[Stored items from a collection]
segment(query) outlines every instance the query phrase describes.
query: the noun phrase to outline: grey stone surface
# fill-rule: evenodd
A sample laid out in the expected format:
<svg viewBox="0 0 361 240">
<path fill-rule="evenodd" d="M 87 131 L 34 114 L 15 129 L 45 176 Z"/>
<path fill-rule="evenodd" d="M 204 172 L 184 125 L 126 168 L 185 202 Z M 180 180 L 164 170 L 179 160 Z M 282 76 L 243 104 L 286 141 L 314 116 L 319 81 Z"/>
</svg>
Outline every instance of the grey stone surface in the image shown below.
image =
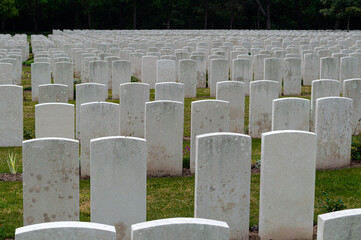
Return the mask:
<svg viewBox="0 0 361 240">
<path fill-rule="evenodd" d="M 39 103 L 68 102 L 68 85 L 43 84 L 39 85 Z"/>
<path fill-rule="evenodd" d="M 169 218 L 132 225 L 132 240 L 229 240 L 225 222 L 201 218 Z"/>
<path fill-rule="evenodd" d="M 193 101 L 191 106 L 190 169 L 195 171 L 196 136 L 212 132 L 229 132 L 230 103 L 222 100 Z"/>
<path fill-rule="evenodd" d="M 74 105 L 68 103 L 35 105 L 35 137 L 74 139 Z"/>
<path fill-rule="evenodd" d="M 261 146 L 260 238 L 311 240 L 316 134 L 272 131 L 262 134 Z"/>
<path fill-rule="evenodd" d="M 0 85 L 0 147 L 23 141 L 23 87 Z"/>
<path fill-rule="evenodd" d="M 317 169 L 351 164 L 353 101 L 343 97 L 316 100 Z"/>
<path fill-rule="evenodd" d="M 318 215 L 317 240 L 357 240 L 360 236 L 360 208 Z"/>
<path fill-rule="evenodd" d="M 105 85 L 82 83 L 76 85 L 76 138 L 80 137 L 80 105 L 88 102 L 105 101 Z"/>
<path fill-rule="evenodd" d="M 40 138 L 23 142 L 24 226 L 79 221 L 79 142 Z"/>
<path fill-rule="evenodd" d="M 145 103 L 149 101 L 149 84 L 123 83 L 119 89 L 120 135 L 144 138 Z"/>
<path fill-rule="evenodd" d="M 194 216 L 225 221 L 230 239 L 248 239 L 251 145 L 243 134 L 197 136 Z"/>
<path fill-rule="evenodd" d="M 251 82 L 249 97 L 249 135 L 260 138 L 272 129 L 272 100 L 278 98 L 276 81 L 259 80 Z"/>
<path fill-rule="evenodd" d="M 115 240 L 113 226 L 89 222 L 50 222 L 17 228 L 16 240 Z"/>
<path fill-rule="evenodd" d="M 90 143 L 91 221 L 115 226 L 130 240 L 131 225 L 146 221 L 147 142 L 104 137 Z"/>
<path fill-rule="evenodd" d="M 145 139 L 148 174 L 181 176 L 183 170 L 182 102 L 153 101 L 145 104 Z"/>
<path fill-rule="evenodd" d="M 309 131 L 310 100 L 304 98 L 280 98 L 272 103 L 272 131 Z"/>
<path fill-rule="evenodd" d="M 90 102 L 80 105 L 81 175 L 90 176 L 90 140 L 119 136 L 119 104 Z"/>
</svg>

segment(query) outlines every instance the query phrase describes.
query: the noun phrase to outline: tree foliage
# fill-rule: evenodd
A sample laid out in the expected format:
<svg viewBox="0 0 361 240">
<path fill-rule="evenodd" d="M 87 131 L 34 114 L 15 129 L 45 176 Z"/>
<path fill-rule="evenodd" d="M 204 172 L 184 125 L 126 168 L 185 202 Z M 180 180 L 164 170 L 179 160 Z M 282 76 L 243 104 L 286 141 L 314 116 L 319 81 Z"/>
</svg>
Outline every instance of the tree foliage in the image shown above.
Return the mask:
<svg viewBox="0 0 361 240">
<path fill-rule="evenodd" d="M 0 0 L 3 31 L 361 28 L 361 0 Z M 6 26 L 4 29 L 4 23 Z"/>
</svg>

[Task details] Go through the records and repeat each one exactly, skipping anything that is a picture.

[Finished exercise]
segment(query) outlines every instance the query phrase describes.
query: the noun phrase to outline: grey stone surface
# fill-rule: evenodd
A sample laid out in the expected format:
<svg viewBox="0 0 361 240">
<path fill-rule="evenodd" d="M 87 131 L 34 114 L 15 129 L 45 176 Z"/>
<path fill-rule="evenodd" d="M 204 172 L 184 125 L 126 168 L 185 202 Z M 180 180 L 164 170 L 179 160 Z M 282 76 L 243 104 L 286 141 L 314 116 L 319 81 Z"/>
</svg>
Outline every instance of the grey stone surface in the image shown below.
image =
Return the mask:
<svg viewBox="0 0 361 240">
<path fill-rule="evenodd" d="M 39 103 L 68 102 L 68 85 L 43 84 L 39 85 Z"/>
<path fill-rule="evenodd" d="M 169 218 L 132 225 L 132 240 L 229 240 L 225 222 L 201 218 Z"/>
<path fill-rule="evenodd" d="M 193 101 L 191 106 L 190 169 L 195 171 L 196 136 L 212 132 L 229 132 L 230 103 L 222 100 Z"/>
<path fill-rule="evenodd" d="M 74 105 L 68 103 L 35 105 L 35 137 L 74 139 Z"/>
<path fill-rule="evenodd" d="M 261 146 L 260 238 L 311 240 L 316 134 L 272 131 L 262 134 Z"/>
<path fill-rule="evenodd" d="M 0 85 L 0 147 L 23 141 L 23 87 Z"/>
<path fill-rule="evenodd" d="M 317 169 L 351 164 L 353 101 L 343 97 L 316 100 Z"/>
<path fill-rule="evenodd" d="M 318 215 L 317 240 L 357 240 L 360 236 L 360 208 Z"/>
<path fill-rule="evenodd" d="M 105 85 L 82 83 L 76 85 L 76 138 L 80 137 L 80 105 L 88 102 L 105 101 Z"/>
<path fill-rule="evenodd" d="M 40 138 L 23 142 L 24 226 L 79 221 L 79 142 Z"/>
<path fill-rule="evenodd" d="M 145 103 L 149 101 L 149 84 L 123 83 L 119 89 L 120 135 L 144 138 Z"/>
<path fill-rule="evenodd" d="M 194 216 L 225 221 L 230 239 L 248 239 L 251 145 L 243 134 L 197 136 Z"/>
<path fill-rule="evenodd" d="M 251 82 L 249 97 L 249 135 L 260 138 L 272 129 L 272 100 L 278 98 L 276 81 L 259 80 Z"/>
<path fill-rule="evenodd" d="M 115 240 L 113 226 L 89 222 L 50 222 L 17 228 L 16 240 Z"/>
<path fill-rule="evenodd" d="M 90 143 L 91 221 L 115 226 L 130 240 L 131 225 L 146 221 L 147 142 L 104 137 Z"/>
<path fill-rule="evenodd" d="M 145 139 L 148 174 L 181 176 L 183 170 L 182 102 L 153 101 L 145 104 Z"/>
<path fill-rule="evenodd" d="M 309 131 L 310 100 L 304 98 L 280 98 L 272 103 L 272 131 Z"/>
<path fill-rule="evenodd" d="M 90 102 L 80 105 L 81 175 L 90 176 L 90 140 L 119 136 L 119 104 Z"/>
</svg>

segment(query) outlines every instance the query phrase describes.
query: the noun phrase to outline: tree foliage
# fill-rule: evenodd
A sample laid out in the expected format:
<svg viewBox="0 0 361 240">
<path fill-rule="evenodd" d="M 87 131 L 34 114 L 15 129 L 45 176 Z"/>
<path fill-rule="evenodd" d="M 204 172 L 184 125 L 126 168 L 185 202 Z M 180 180 L 164 170 L 179 160 Z M 282 76 L 243 104 L 286 141 L 314 116 L 319 81 Z"/>
</svg>
Outline every instance of the tree foliage in the image shown above.
Return the mask:
<svg viewBox="0 0 361 240">
<path fill-rule="evenodd" d="M 0 0 L 3 31 L 361 28 L 361 0 Z M 6 26 L 4 29 L 4 23 Z"/>
</svg>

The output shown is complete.